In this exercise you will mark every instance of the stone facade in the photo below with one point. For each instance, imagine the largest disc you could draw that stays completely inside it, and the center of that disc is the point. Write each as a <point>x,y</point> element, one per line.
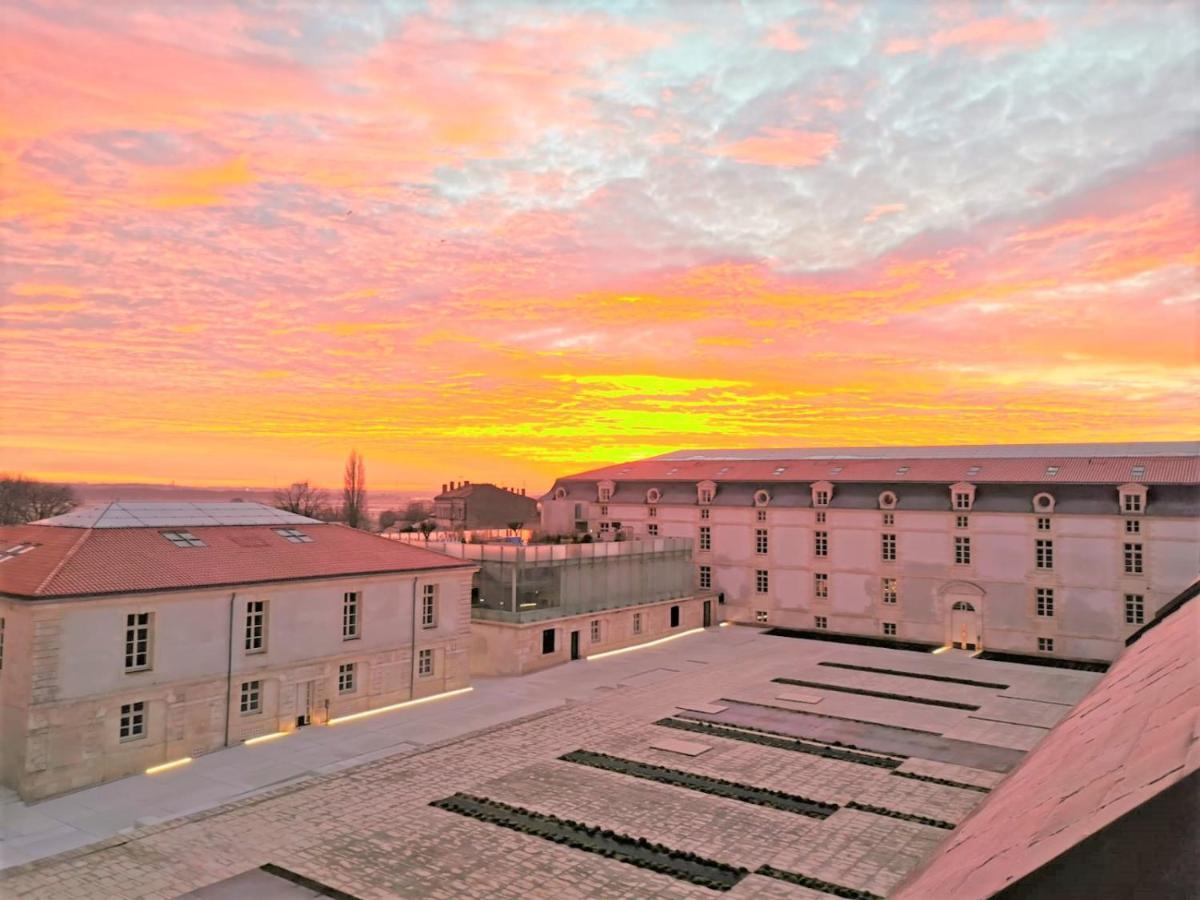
<point>64,682</point>
<point>508,648</point>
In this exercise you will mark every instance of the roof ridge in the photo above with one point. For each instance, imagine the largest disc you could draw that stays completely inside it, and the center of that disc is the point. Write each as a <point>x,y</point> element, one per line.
<point>66,558</point>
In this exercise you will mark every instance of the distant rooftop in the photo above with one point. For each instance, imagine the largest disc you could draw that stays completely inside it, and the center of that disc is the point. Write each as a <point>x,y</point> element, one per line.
<point>165,514</point>
<point>989,451</point>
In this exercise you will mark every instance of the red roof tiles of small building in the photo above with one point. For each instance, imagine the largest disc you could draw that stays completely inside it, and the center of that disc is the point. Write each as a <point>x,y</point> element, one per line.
<point>1043,468</point>
<point>85,562</point>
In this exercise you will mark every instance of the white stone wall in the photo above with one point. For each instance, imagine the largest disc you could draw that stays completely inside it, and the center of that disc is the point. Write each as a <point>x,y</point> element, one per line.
<point>61,721</point>
<point>501,648</point>
<point>1089,576</point>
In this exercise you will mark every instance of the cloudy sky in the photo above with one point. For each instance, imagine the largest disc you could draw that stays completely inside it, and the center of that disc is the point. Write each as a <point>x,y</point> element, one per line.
<point>504,241</point>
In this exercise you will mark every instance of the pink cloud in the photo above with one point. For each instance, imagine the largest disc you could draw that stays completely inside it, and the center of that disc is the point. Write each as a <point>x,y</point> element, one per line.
<point>781,147</point>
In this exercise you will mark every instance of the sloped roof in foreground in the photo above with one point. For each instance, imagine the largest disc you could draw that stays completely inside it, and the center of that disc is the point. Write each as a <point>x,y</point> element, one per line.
<point>1105,805</point>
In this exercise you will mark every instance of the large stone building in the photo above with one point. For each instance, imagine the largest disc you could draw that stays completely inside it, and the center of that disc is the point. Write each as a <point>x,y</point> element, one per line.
<point>465,507</point>
<point>1032,550</point>
<point>138,634</point>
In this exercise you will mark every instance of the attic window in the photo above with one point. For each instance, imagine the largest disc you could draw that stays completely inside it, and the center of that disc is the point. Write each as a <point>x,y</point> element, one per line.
<point>183,539</point>
<point>293,535</point>
<point>16,551</point>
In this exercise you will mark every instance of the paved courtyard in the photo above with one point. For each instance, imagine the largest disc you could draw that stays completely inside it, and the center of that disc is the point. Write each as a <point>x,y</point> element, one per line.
<point>349,805</point>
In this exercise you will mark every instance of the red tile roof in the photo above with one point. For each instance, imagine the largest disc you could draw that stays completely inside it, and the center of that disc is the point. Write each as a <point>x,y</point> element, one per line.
<point>84,562</point>
<point>1099,469</point>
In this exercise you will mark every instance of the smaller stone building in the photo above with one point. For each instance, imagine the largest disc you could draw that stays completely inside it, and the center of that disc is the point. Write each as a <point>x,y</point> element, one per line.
<point>469,508</point>
<point>539,605</point>
<point>139,634</point>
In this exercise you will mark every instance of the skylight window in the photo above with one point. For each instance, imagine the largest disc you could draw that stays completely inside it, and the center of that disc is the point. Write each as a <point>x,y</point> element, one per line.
<point>16,551</point>
<point>293,535</point>
<point>183,539</point>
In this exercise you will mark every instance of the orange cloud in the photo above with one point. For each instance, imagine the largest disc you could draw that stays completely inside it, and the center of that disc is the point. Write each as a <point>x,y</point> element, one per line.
<point>781,147</point>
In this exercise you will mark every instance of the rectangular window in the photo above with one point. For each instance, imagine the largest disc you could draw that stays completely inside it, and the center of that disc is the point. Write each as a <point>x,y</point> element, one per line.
<point>1044,601</point>
<point>429,606</point>
<point>888,589</point>
<point>1043,553</point>
<point>137,641</point>
<point>1133,559</point>
<point>888,547</point>
<point>133,721</point>
<point>346,678</point>
<point>351,616</point>
<point>1135,609</point>
<point>256,625</point>
<point>251,697</point>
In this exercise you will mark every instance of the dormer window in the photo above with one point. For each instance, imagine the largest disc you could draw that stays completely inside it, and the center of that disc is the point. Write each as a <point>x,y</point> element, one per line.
<point>822,492</point>
<point>293,535</point>
<point>183,539</point>
<point>963,497</point>
<point>1133,499</point>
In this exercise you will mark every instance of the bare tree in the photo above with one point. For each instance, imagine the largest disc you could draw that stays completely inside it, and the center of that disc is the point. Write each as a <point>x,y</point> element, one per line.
<point>23,499</point>
<point>304,499</point>
<point>354,492</point>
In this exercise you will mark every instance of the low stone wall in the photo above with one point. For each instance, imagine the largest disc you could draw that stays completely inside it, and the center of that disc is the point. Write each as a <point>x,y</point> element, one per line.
<point>503,648</point>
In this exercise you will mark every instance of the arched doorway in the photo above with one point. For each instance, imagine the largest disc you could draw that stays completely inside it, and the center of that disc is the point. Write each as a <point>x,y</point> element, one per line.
<point>965,627</point>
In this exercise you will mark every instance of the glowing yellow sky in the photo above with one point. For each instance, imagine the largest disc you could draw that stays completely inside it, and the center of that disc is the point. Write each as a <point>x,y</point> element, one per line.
<point>504,243</point>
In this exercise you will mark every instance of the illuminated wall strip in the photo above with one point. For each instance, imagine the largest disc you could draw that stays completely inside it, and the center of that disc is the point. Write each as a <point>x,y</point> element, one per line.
<point>364,714</point>
<point>264,738</point>
<point>166,766</point>
<point>643,646</point>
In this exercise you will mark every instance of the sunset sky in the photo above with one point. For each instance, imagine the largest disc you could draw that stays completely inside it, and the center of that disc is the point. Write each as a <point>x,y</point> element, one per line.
<point>507,241</point>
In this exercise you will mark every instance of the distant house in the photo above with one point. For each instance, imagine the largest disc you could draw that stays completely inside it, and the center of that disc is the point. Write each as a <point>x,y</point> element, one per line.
<point>467,507</point>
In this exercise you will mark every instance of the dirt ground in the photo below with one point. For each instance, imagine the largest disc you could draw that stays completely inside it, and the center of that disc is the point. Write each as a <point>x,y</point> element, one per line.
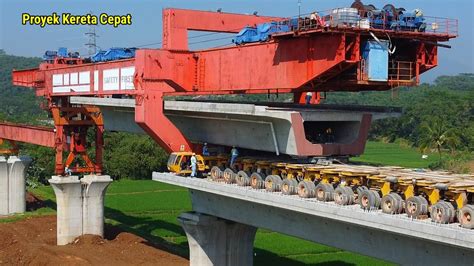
<point>33,242</point>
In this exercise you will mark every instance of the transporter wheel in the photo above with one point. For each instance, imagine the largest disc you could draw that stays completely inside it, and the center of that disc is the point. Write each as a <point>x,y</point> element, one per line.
<point>369,200</point>
<point>273,183</point>
<point>442,212</point>
<point>288,186</point>
<point>343,195</point>
<point>324,192</point>
<point>359,191</point>
<point>392,203</point>
<point>256,181</point>
<point>306,189</point>
<point>242,179</point>
<point>216,173</point>
<point>229,176</point>
<point>416,206</point>
<point>466,217</point>
<point>378,200</point>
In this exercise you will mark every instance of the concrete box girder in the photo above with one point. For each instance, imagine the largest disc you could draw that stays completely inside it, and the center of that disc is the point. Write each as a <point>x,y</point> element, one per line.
<point>280,129</point>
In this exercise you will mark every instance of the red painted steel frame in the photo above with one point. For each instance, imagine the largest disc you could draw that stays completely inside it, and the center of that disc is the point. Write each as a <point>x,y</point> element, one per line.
<point>177,22</point>
<point>41,136</point>
<point>291,63</point>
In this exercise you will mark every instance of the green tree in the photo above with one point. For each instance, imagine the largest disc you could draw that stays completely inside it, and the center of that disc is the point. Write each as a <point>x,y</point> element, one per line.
<point>437,135</point>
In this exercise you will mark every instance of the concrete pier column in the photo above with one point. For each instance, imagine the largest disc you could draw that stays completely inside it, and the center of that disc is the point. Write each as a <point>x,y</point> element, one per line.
<point>68,192</point>
<point>17,183</point>
<point>214,241</point>
<point>3,186</point>
<point>94,187</point>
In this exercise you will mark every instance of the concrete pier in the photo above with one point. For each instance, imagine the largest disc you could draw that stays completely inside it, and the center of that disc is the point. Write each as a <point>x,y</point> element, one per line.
<point>13,184</point>
<point>17,183</point>
<point>214,241</point>
<point>68,192</point>
<point>3,186</point>
<point>80,205</point>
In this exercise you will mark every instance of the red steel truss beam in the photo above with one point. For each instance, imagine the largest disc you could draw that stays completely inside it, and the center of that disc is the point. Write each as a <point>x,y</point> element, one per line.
<point>42,136</point>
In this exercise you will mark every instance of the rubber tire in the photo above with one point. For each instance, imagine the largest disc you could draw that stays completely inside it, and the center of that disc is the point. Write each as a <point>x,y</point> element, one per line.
<point>306,189</point>
<point>273,183</point>
<point>416,206</point>
<point>288,186</point>
<point>392,204</point>
<point>242,179</point>
<point>215,173</point>
<point>466,217</point>
<point>324,192</point>
<point>378,200</point>
<point>442,212</point>
<point>369,200</point>
<point>343,195</point>
<point>256,181</point>
<point>229,176</point>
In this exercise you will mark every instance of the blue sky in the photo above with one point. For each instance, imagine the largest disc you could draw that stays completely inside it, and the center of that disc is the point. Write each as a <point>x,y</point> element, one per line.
<point>33,41</point>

**Short task:** Copy the records from "In this exercise you will mark every instance of the illuminated" down to "<point>33,242</point>", both included, and substitute "evening sky" for "sunset sky" while leaving everything else unchanged. Omit the picture from your copy.

**Output of the exercise:**
In this exercise you will mark every instance of the illuminated wall strip in the photo above with one point. For each instance, imagine the largest disc you could draw that stays completely inside it, and the center of that disc is the point. Write each as a <point>x,y</point> element, one per line.
<point>364,714</point>
<point>264,738</point>
<point>166,766</point>
<point>643,646</point>
In this exercise you will mark every instance of the evening sky in the photo above with one point. For each instance, imagine the largest disc you could draw that stays completely inside it, and the center of that disc is the point. Write each as a <point>x,y</point> element, one per line.
<point>507,241</point>
In this exercise you will mark every instance of the distant house in the photo above with one point. For each instance, imagine the largest disc you could draw that stays completely inside it, and the center of that disc is the point. Write each as a <point>x,y</point> element, one per line.
<point>467,507</point>
In this exercise you will mark every instance of the dirt ground in the photo below with one point. For each instance, imagine the largest disc you could draw that stays completely inside it, and the center of that disc is the point. Write each as a <point>x,y</point> element, one per line.
<point>33,242</point>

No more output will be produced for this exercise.